____ EXTRACTED DATA
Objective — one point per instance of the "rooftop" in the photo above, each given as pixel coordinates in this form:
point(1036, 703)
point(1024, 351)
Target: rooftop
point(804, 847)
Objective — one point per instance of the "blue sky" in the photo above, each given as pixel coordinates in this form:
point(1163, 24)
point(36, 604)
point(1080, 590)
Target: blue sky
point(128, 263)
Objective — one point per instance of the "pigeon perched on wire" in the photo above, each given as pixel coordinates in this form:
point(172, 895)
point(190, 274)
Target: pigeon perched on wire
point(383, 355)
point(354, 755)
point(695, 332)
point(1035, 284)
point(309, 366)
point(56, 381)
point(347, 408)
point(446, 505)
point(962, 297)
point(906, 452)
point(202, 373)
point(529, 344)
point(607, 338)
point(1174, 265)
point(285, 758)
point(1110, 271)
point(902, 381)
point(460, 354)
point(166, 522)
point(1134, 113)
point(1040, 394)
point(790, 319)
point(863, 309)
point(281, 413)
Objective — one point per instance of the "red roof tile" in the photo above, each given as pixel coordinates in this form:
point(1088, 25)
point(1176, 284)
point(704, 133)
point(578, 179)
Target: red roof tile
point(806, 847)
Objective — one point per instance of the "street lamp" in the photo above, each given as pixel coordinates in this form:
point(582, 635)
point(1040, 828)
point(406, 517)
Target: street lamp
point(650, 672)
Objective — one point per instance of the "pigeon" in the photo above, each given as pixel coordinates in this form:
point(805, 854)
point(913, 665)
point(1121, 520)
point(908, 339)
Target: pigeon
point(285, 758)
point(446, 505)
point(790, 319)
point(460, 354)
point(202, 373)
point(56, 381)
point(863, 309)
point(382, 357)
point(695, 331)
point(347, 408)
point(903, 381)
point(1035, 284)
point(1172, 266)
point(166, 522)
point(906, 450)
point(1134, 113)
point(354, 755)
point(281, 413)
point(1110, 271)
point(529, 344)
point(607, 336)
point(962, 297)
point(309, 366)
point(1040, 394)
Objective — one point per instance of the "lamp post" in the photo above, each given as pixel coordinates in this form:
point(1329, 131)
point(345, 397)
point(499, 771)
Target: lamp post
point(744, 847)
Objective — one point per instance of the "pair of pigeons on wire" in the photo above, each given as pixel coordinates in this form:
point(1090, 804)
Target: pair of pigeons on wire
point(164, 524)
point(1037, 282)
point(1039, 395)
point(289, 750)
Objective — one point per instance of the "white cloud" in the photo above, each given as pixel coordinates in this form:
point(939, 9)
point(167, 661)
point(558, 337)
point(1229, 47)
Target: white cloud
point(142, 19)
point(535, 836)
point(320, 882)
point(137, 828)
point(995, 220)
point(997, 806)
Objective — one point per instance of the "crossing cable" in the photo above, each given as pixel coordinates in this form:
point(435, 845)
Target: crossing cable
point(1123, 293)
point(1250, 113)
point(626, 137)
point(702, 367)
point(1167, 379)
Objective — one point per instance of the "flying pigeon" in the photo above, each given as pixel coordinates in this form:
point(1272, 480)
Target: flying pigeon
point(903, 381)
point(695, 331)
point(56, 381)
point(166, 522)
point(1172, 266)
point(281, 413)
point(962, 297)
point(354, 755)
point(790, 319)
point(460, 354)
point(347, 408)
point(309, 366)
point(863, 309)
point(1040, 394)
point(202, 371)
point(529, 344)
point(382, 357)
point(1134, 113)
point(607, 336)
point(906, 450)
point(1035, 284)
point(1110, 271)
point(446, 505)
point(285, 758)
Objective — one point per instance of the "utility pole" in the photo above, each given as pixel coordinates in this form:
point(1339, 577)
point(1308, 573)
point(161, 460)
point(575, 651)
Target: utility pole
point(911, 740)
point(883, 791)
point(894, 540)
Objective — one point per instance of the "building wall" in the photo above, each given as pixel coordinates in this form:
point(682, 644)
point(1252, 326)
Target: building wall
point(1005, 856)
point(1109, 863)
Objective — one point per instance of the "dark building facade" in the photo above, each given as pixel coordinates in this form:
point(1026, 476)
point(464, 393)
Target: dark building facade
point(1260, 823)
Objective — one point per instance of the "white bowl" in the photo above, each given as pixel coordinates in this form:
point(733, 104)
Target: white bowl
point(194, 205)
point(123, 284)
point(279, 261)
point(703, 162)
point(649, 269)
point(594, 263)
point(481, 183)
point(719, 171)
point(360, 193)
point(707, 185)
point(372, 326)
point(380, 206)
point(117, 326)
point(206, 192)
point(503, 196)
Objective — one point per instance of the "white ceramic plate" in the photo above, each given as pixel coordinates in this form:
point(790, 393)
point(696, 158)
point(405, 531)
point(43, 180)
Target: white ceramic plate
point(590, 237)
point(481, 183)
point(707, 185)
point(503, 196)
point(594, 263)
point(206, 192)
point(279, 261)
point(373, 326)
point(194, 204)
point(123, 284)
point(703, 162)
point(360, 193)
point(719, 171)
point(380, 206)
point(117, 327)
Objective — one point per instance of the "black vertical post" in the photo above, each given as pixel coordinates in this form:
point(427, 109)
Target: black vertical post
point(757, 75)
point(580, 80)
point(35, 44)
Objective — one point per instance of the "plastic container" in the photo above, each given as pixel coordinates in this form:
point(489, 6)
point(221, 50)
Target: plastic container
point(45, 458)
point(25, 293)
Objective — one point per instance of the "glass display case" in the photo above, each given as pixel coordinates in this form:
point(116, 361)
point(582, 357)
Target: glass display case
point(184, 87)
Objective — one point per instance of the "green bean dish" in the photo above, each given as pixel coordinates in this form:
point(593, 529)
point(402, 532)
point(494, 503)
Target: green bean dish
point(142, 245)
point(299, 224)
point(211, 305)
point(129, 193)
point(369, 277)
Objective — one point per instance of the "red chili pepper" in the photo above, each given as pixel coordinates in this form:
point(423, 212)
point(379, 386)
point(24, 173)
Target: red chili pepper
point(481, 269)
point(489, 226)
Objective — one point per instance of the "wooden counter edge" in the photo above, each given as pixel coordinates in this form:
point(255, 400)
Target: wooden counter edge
________
• [WORK INSTRUCTIONS]
Your task is to set down again, exactly, every line from the beginning of the listing through the line with "point(190, 274)".

• [TASK OUTPUT]
Objective — one point per instance of the "rooftop" in the photo above, each given as pixel coordinates in this form:
point(1036, 703)
point(1024, 351)
Target: rooftop
point(804, 847)
Objective — one point per instance of the "blue sky" in the photo above, each given as pixel coordinates in this form:
point(1163, 24)
point(36, 604)
point(1080, 590)
Target: blue sky
point(128, 263)
Objective — one point per instance of the "pigeon perched on wire" in the photo above, each given as pixel coordinates in this form:
point(172, 895)
point(190, 274)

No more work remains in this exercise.